→ 材料:
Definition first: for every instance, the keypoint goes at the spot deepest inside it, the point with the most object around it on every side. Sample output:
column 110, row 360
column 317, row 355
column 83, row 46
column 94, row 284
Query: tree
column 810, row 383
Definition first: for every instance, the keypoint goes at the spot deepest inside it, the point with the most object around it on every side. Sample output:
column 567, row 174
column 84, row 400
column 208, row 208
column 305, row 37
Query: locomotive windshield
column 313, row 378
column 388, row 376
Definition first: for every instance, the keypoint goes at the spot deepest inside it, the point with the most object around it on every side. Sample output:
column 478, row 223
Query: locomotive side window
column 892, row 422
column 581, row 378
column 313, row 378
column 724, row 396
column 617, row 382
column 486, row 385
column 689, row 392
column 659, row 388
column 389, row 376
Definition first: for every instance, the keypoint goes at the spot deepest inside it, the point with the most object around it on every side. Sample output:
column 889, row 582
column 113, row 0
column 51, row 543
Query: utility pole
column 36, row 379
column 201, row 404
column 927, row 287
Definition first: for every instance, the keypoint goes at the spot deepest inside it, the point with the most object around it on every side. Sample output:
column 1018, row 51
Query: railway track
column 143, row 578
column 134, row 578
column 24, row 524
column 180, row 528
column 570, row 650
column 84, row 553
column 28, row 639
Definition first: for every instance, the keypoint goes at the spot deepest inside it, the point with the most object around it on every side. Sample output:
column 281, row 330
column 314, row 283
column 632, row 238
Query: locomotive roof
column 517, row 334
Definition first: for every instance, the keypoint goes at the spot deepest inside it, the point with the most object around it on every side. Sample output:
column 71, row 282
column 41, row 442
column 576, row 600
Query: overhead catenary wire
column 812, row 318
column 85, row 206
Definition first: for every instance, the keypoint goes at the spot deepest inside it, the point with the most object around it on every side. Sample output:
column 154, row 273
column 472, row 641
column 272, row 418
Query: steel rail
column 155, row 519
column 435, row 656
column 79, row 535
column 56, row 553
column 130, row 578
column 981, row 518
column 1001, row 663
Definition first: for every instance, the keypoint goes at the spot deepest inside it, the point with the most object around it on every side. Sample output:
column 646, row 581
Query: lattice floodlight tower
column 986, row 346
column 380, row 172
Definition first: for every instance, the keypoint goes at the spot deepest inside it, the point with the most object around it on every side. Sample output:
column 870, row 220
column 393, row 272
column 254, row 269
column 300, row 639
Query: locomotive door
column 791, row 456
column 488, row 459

→ 任务要求: 把上面全部材料逐行改写成编号列表，省略空行。

→ 输出结果:
1. Definition first: for every instance, the keypoint goes at the spot deepest inside it, the point with the most object around it on every side. Sample output:
2. column 110, row 360
3. column 317, row 355
4. column 83, row 46
5. column 94, row 284
6. Query: tree
7. column 810, row 383
8. Definition first: for every instance, the keypoint goes at the spot deepest inside it, the point with the most object around it on every side. Sample output:
9. column 567, row 174
10. column 84, row 400
11. column 208, row 208
12. column 305, row 37
13. Query: locomotive windshield
14. column 313, row 378
15. column 388, row 376
16. Definition first: for every instance, the keypoint goes at the spot deepest inside it, the point with the most object around it on every side. Sample output:
17. column 478, row 223
18. Query: locomotive side window
19. column 892, row 422
20. column 581, row 378
21. column 313, row 378
22. column 724, row 396
23. column 617, row 382
24. column 486, row 385
25. column 689, row 392
26. column 659, row 388
27. column 389, row 376
28. Definition first: for every instance, the keypoint goes at the spot deepest inside it, the point with the most object around it on every side. Sample output:
29. column 889, row 582
30. column 113, row 0
31. column 51, row 543
32. Query: utility pole
33. column 36, row 379
34. column 201, row 404
35. column 927, row 287
36. Definition first: for every instance, the keypoint goes at the spot deepest inside it, the point with the most object around it on every side. Sample output:
37. column 1018, row 51
38. Query: railway track
39. column 143, row 578
40. column 134, row 578
41. column 24, row 524
42. column 180, row 528
43. column 570, row 650
44. column 84, row 553
45. column 28, row 639
46. Definition first: for every instance, the keypoint goes at the spot deepest inside it, the point with the most object around it on every side. Sample output:
47. column 281, row 330
48. column 314, row 283
49. column 632, row 238
50. Query: locomotive roof
51. column 517, row 334
52. Definition first: for every instance, the keypoint goes at the spot deepest inside it, the point with the most object around it on every side. Sample output:
53. column 71, row 282
54. column 41, row 442
55. column 576, row 600
56. Query: overhead catenary wire
57. column 812, row 318
58. column 85, row 206
59. Definition first: for every instance, the keypoint goes at the spot deepest inside it, the point with the most object around it on every side. Sample output:
60. column 154, row 273
61. column 472, row 641
62. column 272, row 418
63. Query: steel rail
64. column 155, row 519
65. column 435, row 656
66. column 79, row 535
67. column 56, row 553
68. column 130, row 578
69. column 981, row 518
70. column 1001, row 663
71. Definition first: for every instance, the keypoint goes at the spot deepest inside it, the point with the most object around it on every side. Sample output:
72. column 646, row 581
73. Query: lattice floodlight tower
74. column 986, row 346
75. column 380, row 172
76. Definition first: for every instance, the keypoint goes at the spot deepest inside it, the point with the most object around it on every side. Sample output:
77. column 870, row 220
78. column 393, row 272
79. column 254, row 269
80. column 300, row 639
81. Query: locomotive door
82. column 791, row 456
83. column 488, row 459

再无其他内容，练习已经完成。